Saved entries:
▬▬▬▬▬▬▬▬▬▬
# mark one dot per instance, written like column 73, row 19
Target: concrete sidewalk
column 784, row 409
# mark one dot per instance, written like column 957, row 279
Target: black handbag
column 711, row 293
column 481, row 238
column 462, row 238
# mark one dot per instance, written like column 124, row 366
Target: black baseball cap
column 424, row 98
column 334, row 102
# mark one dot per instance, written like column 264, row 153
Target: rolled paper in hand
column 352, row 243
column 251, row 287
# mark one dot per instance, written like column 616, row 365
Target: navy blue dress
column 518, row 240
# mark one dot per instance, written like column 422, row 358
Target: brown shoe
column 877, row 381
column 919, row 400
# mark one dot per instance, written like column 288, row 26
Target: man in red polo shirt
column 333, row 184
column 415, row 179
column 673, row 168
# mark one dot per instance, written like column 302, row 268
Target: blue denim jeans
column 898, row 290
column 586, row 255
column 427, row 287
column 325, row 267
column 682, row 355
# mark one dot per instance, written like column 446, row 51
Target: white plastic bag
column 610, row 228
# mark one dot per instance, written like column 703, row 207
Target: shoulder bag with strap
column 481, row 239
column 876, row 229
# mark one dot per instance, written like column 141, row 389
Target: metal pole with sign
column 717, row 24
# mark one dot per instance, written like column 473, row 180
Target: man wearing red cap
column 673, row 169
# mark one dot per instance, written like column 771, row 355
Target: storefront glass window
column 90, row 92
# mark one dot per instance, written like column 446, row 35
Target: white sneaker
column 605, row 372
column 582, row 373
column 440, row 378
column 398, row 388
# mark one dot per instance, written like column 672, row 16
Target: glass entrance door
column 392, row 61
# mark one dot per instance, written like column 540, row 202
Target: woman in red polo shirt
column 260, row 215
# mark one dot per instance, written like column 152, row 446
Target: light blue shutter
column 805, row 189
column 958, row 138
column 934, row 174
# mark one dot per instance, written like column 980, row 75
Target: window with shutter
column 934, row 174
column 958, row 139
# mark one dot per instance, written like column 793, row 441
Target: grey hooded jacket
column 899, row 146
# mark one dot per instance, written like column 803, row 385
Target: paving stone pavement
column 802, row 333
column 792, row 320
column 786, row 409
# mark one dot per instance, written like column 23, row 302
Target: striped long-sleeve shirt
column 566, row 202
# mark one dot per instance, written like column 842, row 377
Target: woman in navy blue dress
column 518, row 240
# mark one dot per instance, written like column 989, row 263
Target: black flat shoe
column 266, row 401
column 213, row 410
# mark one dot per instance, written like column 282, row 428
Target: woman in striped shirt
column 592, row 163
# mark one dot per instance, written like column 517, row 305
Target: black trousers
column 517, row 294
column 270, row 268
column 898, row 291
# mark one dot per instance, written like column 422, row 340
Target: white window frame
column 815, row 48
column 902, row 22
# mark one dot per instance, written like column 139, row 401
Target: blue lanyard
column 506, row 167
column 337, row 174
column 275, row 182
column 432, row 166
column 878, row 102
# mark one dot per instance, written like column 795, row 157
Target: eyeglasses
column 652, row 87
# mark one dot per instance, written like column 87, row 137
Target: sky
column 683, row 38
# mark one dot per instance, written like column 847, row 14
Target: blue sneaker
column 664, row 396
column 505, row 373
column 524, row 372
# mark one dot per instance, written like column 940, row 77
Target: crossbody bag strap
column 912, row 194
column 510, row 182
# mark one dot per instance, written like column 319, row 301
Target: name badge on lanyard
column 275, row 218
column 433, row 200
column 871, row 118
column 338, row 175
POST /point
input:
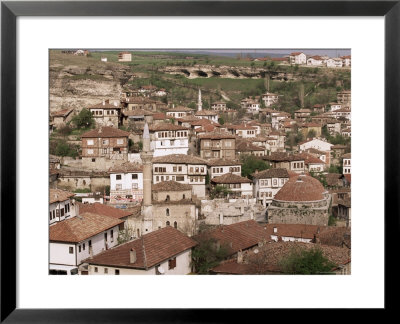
▬▬▬▬▬▬▬▬▬▬
TO DO:
An exact copy of every entry above is needed, with the pictures left out.

REPLY:
# mark one dot per instance, written like column 73, row 19
Target: concrete sidewalk
column 784, row 409
# mark one dot per instance, written like column 957, row 279
Target: black handbag
column 711, row 293
column 481, row 238
column 462, row 238
# mark one dot per instance, written like column 124, row 366
Target: black baseball cap
column 424, row 98
column 334, row 102
# mark one dot per instance, written like column 264, row 153
Target: rolled paper in hand
column 352, row 243
column 251, row 287
# mark one dot per instance, written like column 616, row 365
Target: navy blue dress
column 518, row 240
# mark one dot per instance, written like column 422, row 358
Target: brown shoe
column 877, row 381
column 919, row 400
# mark one dot per instance, written like column 288, row 26
Target: man in red polo shirt
column 333, row 184
column 415, row 179
column 673, row 168
# mark one dot per instance, written like column 302, row 268
Target: blue denim jeans
column 898, row 290
column 586, row 255
column 427, row 287
column 325, row 267
column 682, row 355
# mark one dot per instance, written like column 446, row 51
Target: white plastic bag
column 610, row 228
# mark one dot per instance, written like column 703, row 207
Target: shoulder bag with strap
column 481, row 239
column 876, row 229
# mark one dot per instance, written like column 141, row 389
Target: metal pole with sign
column 717, row 24
# mark one dot per instance, written like column 473, row 180
Target: man wearing red cap
column 673, row 169
# mark one dot per instance, written like column 771, row 355
Target: storefront glass window
column 90, row 92
# mark one dot per instance, written like column 446, row 35
Target: white sneaker
column 605, row 372
column 582, row 373
column 440, row 378
column 398, row 388
# mark one dot per instance, written like column 672, row 16
Target: glass entrance door
column 392, row 61
# mark one dot per instance, written like column 540, row 202
Target: woman in red polo shirt
column 260, row 215
# mark one dot per instance, written like column 152, row 446
Target: light blue shutter
column 805, row 189
column 958, row 138
column 934, row 174
# mark one dot per instance, written like column 980, row 75
Target: window with shutter
column 934, row 174
column 958, row 139
# mark one dot per instance, written like column 793, row 441
Target: grey hooded jacket
column 899, row 146
# mark one dot per instance, written like column 803, row 385
Target: paving stone pavement
column 802, row 333
column 792, row 320
column 786, row 409
# mark one dot per instance, written like column 23, row 302
Target: striped long-sleeve shirt
column 566, row 202
# mark one dot per instance, written like column 842, row 377
Target: woman in navy blue dress
column 518, row 240
# mark one dot per instance, written like column 989, row 263
Target: black flat shoe
column 266, row 401
column 213, row 410
# mark one dot per instance, written like column 282, row 428
Target: woman in striped shirt
column 592, row 163
# mark one dot per instance, written like column 517, row 305
Target: black trousers
column 517, row 294
column 270, row 268
column 898, row 291
# mark one dot per instance, written like column 422, row 340
Target: white window frame
column 815, row 48
column 902, row 22
# mark one dot per instance, written like column 139, row 401
Target: blue lanyard
column 506, row 167
column 337, row 174
column 275, row 182
column 432, row 166
column 878, row 102
# mark one dot per instance, written like column 795, row 157
Target: eyeglasses
column 652, row 87
# mark one dot per instance, written like column 87, row 137
Target: sky
column 683, row 38
# mark one dot per instance, written like column 847, row 14
Target: blue sneaker
column 664, row 396
column 505, row 373
column 524, row 372
# mark one dot per instance, written like column 940, row 77
Target: crossbody bag strap
column 912, row 194
column 510, row 182
# mark one dot per instance, written like column 319, row 301
Target: name badge on lanyard
column 275, row 218
column 433, row 200
column 871, row 118
column 338, row 175
POST /point
input:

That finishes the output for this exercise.